**ASSIGNED TASK**
Could you repeat the whole article on Kentucky's West Nile warning for horse owners verbatim?

**PASSAGE SHOWN**

####

Kentucky Officials Warn Equine Owners Conditions Are Ripe for West Nile Activity

    FRANKFURT, Kentucky, March 28, 2012—Kentucky Agriculture Commissioner James Comer issued a warning that weather conditions are ripe for an outbreak of West Nile Virus and cited State Veterinarian Dr. Robert Stout’s advice that Kentucky equine owners should consult their veterinarians about vaccinating their horses against the disease.

    “While we do not wish to cause unnecessary alarm, we are concerned about the equine population’s vulnerability to thispotentially deadly disease,” said Commissioner Comer. “I am confident that Kentucky’s equine owners will act in the best interests of their horses and seek guidance on vaccinations.”

    West Nile is spread by mosquitoes, and mosquitoes thrive in the warm, wet conditions Kentucky has experienced in the last few weeks. No horse in Kentucky that has undergone a full West Nile vaccination regimen is known to have contracted the virus since 2003, according to Dr. Stout. West Nile was first discovered in Kentucky in 2001, and Kentucky experienced 513 equine cases of the disease in 2002 and 102 cases in 2003. Kentucky recorded one equine case in 2011, in Fleming County. 

    West Nile Virus causes encephalitis, or inflammation of the brain, in horses, humans, birds, and other warm-blooded animals. It is transmitted by mosquitoes that acquire it from infected birds. Humans and equine cannot transmit the disease. It was first discovered in the United States in 1999 in New York.

####

**EXERCISE DATA**

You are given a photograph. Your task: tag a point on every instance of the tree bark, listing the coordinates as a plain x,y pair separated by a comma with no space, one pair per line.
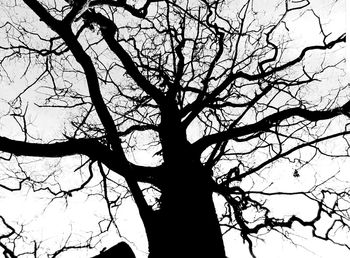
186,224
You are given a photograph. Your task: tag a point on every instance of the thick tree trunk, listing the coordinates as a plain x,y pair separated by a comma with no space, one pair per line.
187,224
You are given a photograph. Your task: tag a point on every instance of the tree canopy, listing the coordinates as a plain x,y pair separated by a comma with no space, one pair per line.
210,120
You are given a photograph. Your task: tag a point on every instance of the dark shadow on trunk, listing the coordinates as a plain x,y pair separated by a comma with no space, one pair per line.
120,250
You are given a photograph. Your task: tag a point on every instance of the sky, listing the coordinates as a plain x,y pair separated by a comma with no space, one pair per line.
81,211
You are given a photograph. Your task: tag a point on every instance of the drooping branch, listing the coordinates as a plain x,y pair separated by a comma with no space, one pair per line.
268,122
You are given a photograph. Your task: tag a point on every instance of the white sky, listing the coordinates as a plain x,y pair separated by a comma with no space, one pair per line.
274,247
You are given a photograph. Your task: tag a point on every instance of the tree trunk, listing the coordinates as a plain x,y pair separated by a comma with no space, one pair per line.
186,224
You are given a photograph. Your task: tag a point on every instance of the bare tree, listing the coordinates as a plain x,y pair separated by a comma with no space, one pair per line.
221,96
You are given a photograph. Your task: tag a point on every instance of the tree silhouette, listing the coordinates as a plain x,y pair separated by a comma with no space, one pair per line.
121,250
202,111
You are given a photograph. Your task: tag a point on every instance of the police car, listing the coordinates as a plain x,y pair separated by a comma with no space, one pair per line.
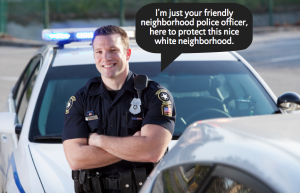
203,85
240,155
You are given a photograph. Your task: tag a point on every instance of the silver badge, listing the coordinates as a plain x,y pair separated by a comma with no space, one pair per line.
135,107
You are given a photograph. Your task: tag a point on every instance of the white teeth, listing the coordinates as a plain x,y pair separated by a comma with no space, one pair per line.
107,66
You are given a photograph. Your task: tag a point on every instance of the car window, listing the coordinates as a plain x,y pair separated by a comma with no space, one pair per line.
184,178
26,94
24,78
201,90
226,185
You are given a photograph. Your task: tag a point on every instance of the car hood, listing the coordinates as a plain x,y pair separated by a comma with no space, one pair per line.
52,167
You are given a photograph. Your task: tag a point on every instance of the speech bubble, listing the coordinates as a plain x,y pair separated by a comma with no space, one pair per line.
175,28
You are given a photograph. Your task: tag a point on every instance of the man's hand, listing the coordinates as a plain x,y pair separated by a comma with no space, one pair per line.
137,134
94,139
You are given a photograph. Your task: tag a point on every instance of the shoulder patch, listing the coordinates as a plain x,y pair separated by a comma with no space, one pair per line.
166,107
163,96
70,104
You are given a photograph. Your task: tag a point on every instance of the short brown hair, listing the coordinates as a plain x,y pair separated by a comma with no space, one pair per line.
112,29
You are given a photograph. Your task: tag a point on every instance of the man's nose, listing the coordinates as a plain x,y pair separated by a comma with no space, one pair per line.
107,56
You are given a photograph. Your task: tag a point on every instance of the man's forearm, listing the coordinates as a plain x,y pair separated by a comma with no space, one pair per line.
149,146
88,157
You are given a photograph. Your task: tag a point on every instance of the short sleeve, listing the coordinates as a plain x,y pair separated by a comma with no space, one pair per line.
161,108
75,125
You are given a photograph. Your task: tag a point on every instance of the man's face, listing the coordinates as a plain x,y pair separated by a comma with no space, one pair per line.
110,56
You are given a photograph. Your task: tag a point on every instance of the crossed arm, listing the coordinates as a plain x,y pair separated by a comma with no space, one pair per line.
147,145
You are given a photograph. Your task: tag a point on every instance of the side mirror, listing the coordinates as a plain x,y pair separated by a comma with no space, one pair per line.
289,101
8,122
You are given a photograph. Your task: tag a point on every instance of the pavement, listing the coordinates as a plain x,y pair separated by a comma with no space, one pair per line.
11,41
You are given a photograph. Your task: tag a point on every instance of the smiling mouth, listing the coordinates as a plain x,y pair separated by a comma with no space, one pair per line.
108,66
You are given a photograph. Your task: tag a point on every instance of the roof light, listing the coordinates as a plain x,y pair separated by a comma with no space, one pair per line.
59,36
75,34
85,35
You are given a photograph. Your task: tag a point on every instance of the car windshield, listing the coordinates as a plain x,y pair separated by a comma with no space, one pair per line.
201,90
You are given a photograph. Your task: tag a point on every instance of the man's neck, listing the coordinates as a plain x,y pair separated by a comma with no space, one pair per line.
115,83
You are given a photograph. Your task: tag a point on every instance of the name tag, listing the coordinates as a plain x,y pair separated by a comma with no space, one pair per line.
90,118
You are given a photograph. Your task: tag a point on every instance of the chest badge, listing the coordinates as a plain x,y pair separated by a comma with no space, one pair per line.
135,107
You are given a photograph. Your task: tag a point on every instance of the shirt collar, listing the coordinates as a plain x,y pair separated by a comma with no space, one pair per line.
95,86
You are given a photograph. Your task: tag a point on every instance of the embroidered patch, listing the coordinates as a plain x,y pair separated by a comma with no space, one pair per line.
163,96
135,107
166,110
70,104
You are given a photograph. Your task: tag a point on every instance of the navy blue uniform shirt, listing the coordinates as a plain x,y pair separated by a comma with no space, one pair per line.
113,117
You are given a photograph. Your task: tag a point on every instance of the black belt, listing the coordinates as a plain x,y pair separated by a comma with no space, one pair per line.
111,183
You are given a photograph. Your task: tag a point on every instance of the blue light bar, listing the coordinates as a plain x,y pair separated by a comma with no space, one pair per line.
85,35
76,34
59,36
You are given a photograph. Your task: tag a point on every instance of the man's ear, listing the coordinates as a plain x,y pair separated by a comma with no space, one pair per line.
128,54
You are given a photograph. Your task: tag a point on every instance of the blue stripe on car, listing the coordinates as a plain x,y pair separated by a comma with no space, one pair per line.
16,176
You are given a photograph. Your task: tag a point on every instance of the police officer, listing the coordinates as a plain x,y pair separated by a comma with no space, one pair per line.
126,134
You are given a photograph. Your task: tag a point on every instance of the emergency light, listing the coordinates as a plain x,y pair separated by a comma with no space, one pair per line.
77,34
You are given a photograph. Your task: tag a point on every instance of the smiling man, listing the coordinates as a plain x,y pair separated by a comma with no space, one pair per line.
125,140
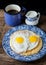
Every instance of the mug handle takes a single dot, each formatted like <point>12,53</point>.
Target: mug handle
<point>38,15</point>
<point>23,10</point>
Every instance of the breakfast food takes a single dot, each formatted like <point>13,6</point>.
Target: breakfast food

####

**SOLUTION**
Kentucky Officials Warn Equine Owners Conditions Are Ripe for West Nile Activity

    FRANKFURT, Kentucky, March 28, 2012—Kentucky Agriculture Commissioner James Comer issued a warning that weather conditions are ripe for an outbreak of West Nile Virus and cited State Veterinarian Dr. Robert Stout’s advice that Kentucky equine owners should consult their veterinarians about vaccinating their horses against the disease.

    “While we do not wish to cause unnecessary alarm, we are concerned about the equine population’s vulnerability to thispotentially deadly disease,” said Commissioner Comer. “I am confident that Kentucky’s equine owners will act in the best interests of their horses and seek guidance on vaccinations.”

    West Nile is spread by mosquitoes, and mosquitoes thrive in the warm, wet conditions Kentucky has experienced in the last few weeks. No horse in Kentucky that has undergone a full West Nile vaccination regimen is known to have contracted the virus since 2003, according to Dr. Stout. West Nile was first discovered in Kentucky in 2001, and Kentucky experienced 513 equine cases of the disease in 2002 and 102 cases in 2003. Kentucky recorded one equine case in 2011, in Fleming County. 

    West Nile Virus causes encephalitis, or inflammation of the brain, in horses, humans, birds, and other warm-blooded animals. It is transmitted by mosquitoes that acquire it from infected birds. Humans and equine cannot transmit the disease. It was first discovered in the United States in 1999 in New York.